(記事)
# # # #
名古屋発!日ごろの出来事や囲碁のこと、身内話など、素顔のままに棋士仲間でつづるブログです。

とある火曜日の研究会

2013-06-11 19:49:56 | 柳澤理志

こんにちは、柳澤です。

今日は、彦坂直人九段が中心の研究会が行われています。

若手棋士や院生たちが、一人ずつ自分の最近打った碁を並べて、

彦坂九段に講評してもらいます。

 

この研究会は、最初2,3人でやっていました。

今では、彦坂九段の快刀乱麻を断つ講評を慕い、

若手や院生がずいぶん集まるようになりました。

 

今、並べているのは鶴田二段。

正面にいるのが彦坂九段、志田六段、中野九段。

基本、彦坂九段の講評がメインですが、もちろん他の棋士も参戦します。

 

彦坂九段と全く異なる囲碁観を持つのが、中野九段。

 

中野九段 「こうしたらどうですか?」

彦坂九段 「イヤ、それはないだろ」

中野九段 「ええー?そうですかぁ?」

 

みたいに真っ向からぶつかることが、しょっちゅうあります。
# # # #
(元データ)
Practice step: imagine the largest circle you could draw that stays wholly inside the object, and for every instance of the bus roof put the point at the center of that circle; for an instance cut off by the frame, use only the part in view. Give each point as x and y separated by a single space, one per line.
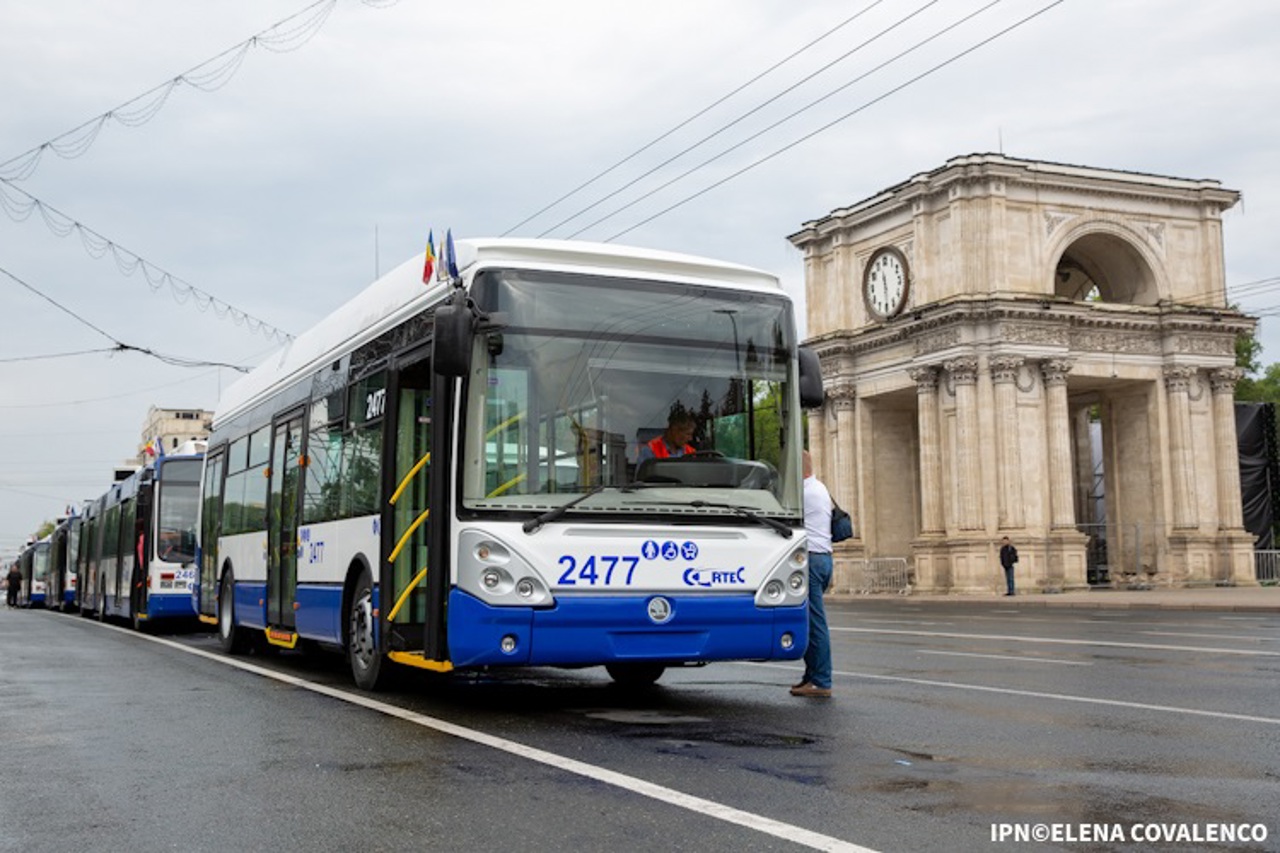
# # # #
(小問) 研究会についての記事で段位とともに名前が出てくる棋士を、その段位を添えてすべて挙げてください。

(解答) 彦坂直人九段、鶴田二段、志田六段、中野九段